# Popsicles?



## camel24j (Feb 27, 2007)

i was wondering if they are ok for rats. when i had rats on the really hot days like when it got to 100 F i would be running around trying to keep all my animals even the large amount of rats we had cool by changing there water often with fresh cooler water and i would also give them Popsicles and i am hoping they were fine to give they sure loved them.


----------



## kkdepp (May 22, 2007)

That might not be a good idea if the popsicles contain lareg amounts of sugar and other bad things for ratties... i.e. corn syrup


----------



## renay (May 30, 2007)

what about home made popsicles with low sugars? say from real fruit juice... which still probably has a lot of sugar,.. but in small quantities?


----------



## reachthestars (Feb 27, 2007)

Should be fine. In extreme heat situations the more pressing concern is of heat stroke, and personally I'd rather deal with the issues a little too much sugar brings....


----------



## camel24j (Feb 27, 2007)

i didnt even think how sugary they were good thing i never gave them much and not that often. i bet you could make a healthy rat popsicle with fresh fruit and water in an ice cube humm. i do that for the dogs but with stuff they like.


----------



## Forensic (Apr 12, 2007)

I like to make my own with ice cube trays... juice or water, with bits of fruit or vegetables...


----------



## Lesath (Jul 14, 2007)

It gets really hot in Northern California and the rats hate it. I usually take some washcloths and dip them into ice water, twist most of the water out and set them on the shelves in the rat cages. They LOVE it. Usually as soon as they walk onto them and get their little feet and tails wet/cold they stretch out and drag their bellies along and then just lay down and snooze on the wet cloths for a while. Sometimes I think Sylvester is sucking water out of it too, he pulls it into his mouth but doesn't really chew. lol


----------



## renay (May 30, 2007)

8O I just had a thought. 
What if their tongues got stuck to them :|


----------



## Forensic (Apr 12, 2007)

renay said:


> 8O I just had a thought.

### [DATA RECORDS]
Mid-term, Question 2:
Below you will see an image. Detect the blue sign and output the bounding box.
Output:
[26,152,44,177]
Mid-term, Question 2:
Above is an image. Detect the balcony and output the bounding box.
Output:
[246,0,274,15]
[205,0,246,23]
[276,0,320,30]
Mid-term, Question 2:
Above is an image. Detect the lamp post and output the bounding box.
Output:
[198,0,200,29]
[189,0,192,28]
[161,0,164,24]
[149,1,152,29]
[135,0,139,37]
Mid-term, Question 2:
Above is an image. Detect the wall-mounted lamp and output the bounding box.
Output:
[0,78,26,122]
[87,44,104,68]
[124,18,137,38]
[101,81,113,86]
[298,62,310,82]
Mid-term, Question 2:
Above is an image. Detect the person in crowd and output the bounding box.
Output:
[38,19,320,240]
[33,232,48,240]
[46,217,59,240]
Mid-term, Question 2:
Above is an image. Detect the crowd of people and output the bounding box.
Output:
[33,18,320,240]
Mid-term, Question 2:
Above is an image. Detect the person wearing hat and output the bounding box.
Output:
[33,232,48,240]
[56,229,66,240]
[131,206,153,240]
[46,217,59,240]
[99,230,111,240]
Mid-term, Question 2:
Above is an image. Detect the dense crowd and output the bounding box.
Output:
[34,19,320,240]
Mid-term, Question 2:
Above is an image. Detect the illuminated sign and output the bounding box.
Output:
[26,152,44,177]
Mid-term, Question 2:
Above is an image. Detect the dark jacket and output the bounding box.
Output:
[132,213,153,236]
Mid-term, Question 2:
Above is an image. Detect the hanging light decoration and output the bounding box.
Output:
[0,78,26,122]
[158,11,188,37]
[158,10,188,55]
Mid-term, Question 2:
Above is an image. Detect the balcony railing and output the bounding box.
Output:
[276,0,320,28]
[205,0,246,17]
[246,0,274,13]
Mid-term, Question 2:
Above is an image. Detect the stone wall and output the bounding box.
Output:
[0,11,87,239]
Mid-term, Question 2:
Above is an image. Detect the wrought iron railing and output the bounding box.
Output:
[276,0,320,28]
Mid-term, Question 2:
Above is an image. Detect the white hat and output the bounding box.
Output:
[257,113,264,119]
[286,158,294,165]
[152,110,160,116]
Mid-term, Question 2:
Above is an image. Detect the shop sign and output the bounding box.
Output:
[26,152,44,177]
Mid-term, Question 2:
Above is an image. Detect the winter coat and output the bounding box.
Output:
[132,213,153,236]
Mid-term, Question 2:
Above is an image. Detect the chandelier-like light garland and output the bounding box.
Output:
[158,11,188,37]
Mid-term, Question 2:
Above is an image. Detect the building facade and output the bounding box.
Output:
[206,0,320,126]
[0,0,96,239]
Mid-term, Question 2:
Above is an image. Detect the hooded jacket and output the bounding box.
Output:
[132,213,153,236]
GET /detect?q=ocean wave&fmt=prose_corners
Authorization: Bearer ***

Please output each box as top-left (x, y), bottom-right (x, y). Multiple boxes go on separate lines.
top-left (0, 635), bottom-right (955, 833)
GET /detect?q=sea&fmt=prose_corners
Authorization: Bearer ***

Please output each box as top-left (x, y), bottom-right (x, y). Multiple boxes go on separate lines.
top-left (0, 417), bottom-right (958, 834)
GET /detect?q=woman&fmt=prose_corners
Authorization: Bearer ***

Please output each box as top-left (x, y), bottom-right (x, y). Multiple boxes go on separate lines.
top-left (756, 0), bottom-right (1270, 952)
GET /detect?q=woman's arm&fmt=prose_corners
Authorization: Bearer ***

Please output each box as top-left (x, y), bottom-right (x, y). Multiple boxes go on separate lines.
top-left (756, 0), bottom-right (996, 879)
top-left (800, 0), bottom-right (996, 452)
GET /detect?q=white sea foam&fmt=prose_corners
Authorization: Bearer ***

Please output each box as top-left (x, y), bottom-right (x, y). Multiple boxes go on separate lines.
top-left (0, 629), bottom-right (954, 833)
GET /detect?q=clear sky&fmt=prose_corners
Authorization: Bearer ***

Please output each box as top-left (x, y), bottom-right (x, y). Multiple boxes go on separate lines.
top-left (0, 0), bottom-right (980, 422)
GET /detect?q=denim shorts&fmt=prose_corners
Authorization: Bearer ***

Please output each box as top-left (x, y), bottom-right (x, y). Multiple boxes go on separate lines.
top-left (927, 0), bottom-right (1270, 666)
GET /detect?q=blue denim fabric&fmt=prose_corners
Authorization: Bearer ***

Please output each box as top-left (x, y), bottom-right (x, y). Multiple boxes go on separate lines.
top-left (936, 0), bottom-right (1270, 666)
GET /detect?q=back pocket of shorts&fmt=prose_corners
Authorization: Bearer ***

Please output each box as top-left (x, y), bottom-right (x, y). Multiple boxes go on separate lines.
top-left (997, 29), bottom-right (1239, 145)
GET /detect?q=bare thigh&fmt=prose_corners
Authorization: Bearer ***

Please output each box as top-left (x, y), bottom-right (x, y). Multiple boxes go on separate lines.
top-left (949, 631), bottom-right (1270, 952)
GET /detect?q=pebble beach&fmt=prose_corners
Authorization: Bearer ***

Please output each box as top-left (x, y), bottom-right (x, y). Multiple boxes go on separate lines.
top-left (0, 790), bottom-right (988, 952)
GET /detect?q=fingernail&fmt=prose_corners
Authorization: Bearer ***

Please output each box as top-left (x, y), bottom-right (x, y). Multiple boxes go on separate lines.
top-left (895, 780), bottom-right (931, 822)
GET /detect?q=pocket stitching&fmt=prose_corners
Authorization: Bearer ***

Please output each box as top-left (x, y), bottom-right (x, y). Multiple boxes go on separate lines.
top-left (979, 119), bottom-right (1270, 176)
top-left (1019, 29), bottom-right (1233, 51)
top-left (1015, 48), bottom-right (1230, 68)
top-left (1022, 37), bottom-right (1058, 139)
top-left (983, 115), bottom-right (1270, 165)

### [TASK OBJECTIVE]
Continue the forum thread on popsicles for rats from the point where it stops. The items were taken from a different source.

### [FINAL ANSWER]
> What if their tongues got stuck to them :|


Can happen, just run a little water over them before you give them over. After that the melt will handle the tongue-sticky-ness.


----------



## mopydream44 (Jun 10, 2007)

> Usually as soon as they walk onto them and get their little feet and tails wet/cold they stretch out and drag their bellies along and then just lay down and snooze on the wet cloths for a while. Sometimes I think Sylvester is sucking water out of it too, he pulls it into his mouth but doesn't really chew. lol


that is pretty darn adorable imagery 

......Frozen peas are a nice cool snack for hot days. Also for people who don't feel like making their own "healthy pop" you can find all natrual pops with low/no sugar!


----------



## Sparker (Jun 17, 2007)

I share everything I eat... and they looove the popsicles. For the hot days, I put ice cubes in their swimming pool. They have a lot of fun with them...


----------



## Hippy (Jul 23, 2007)

If you have room you can get a pot, freeze it in the freezer then put it in the cage. Keeps cool for a long time, a nice place to hide ect ect. I heard it works great.


----------



## crapola (Feb 12, 2007)

i let my girls nibble on my iceblocks in summer... they love it but it depends on the flavour, lol!!! also depends on whether or not there is icecream in the middle too...


----------



## Leiren (Aug 5, 2007)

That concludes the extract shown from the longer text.